# EXERCISE BRIEF
Turn the lines below into a numbered list, and leave out any blank lines.

# Part of a data file
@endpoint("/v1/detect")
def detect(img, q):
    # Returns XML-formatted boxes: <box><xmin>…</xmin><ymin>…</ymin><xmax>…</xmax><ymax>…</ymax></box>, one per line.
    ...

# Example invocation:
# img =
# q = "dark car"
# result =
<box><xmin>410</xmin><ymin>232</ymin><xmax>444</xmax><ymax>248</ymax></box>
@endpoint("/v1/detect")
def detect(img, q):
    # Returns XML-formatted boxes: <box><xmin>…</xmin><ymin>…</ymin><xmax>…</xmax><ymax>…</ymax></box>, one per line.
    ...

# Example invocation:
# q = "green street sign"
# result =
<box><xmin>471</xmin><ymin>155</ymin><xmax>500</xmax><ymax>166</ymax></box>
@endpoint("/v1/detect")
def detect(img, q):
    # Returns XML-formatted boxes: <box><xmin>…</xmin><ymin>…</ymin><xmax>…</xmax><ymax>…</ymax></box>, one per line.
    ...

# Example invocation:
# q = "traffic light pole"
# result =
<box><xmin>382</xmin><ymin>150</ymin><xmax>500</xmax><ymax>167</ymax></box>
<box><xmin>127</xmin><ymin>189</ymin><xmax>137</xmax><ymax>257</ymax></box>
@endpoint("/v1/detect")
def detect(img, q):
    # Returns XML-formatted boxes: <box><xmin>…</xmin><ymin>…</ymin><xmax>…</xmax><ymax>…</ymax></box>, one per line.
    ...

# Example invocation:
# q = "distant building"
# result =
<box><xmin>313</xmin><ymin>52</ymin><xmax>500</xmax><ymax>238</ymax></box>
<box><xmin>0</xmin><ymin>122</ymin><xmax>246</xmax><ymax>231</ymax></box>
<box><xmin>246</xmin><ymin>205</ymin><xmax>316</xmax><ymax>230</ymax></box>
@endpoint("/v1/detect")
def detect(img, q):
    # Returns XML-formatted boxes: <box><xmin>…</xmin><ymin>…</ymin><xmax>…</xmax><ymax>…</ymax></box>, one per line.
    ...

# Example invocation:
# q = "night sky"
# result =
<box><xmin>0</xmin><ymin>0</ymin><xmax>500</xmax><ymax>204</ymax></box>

# ANSWER BELOW
1. @endpoint("/v1/detect")
2. def detect(img, q):
3.     # Returns XML-formatted boxes: <box><xmin>…</xmin><ymin>…</ymin><xmax>…</xmax><ymax>…</ymax></box>, one per line.
4.     ...
5. # Example invocation:
6. # img =
7. # q = "dark car"
8. # result =
9. <box><xmin>410</xmin><ymin>232</ymin><xmax>444</xmax><ymax>248</ymax></box>
10. @endpoint("/v1/detect")
11. def detect(img, q):
12.     # Returns XML-formatted boxes: <box><xmin>…</xmin><ymin>…</ymin><xmax>…</xmax><ymax>…</ymax></box>, one per line.
13.     ...
14. # Example invocation:
15. # q = "green street sign"
16. # result =
17. <box><xmin>471</xmin><ymin>155</ymin><xmax>500</xmax><ymax>166</ymax></box>
18. @endpoint("/v1/detect")
19. def detect(img, q):
20.     # Returns XML-formatted boxes: <box><xmin>…</xmin><ymin>…</ymin><xmax>…</xmax><ymax>…</ymax></box>, one per line.
21.     ...
22. # Example invocation:
23. # q = "traffic light pole"
24. # result =
25. <box><xmin>382</xmin><ymin>150</ymin><xmax>500</xmax><ymax>167</ymax></box>
26. <box><xmin>127</xmin><ymin>189</ymin><xmax>137</xmax><ymax>257</ymax></box>
27. @endpoint("/v1/detect")
28. def detect(img, q):
29.     # Returns XML-formatted boxes: <box><xmin>…</xmin><ymin>…</ymin><xmax>…</xmax><ymax>…</ymax></box>, one per line.
30.     ...
31. # Example invocation:
32. # q = "distant building"
33. # result =
34. <box><xmin>313</xmin><ymin>52</ymin><xmax>500</xmax><ymax>238</ymax></box>
35. <box><xmin>0</xmin><ymin>122</ymin><xmax>246</xmax><ymax>231</ymax></box>
36. <box><xmin>246</xmin><ymin>205</ymin><xmax>316</xmax><ymax>230</ymax></box>
37. @endpoint("/v1/detect")
38. def detect(img, q):
39.     # Returns XML-formatted boxes: <box><xmin>…</xmin><ymin>…</ymin><xmax>…</xmax><ymax>…</ymax></box>, one per line.
40.     ...
41. # Example invocation:
42. # q = "night sky"
43. # result =
44. <box><xmin>0</xmin><ymin>0</ymin><xmax>500</xmax><ymax>204</ymax></box>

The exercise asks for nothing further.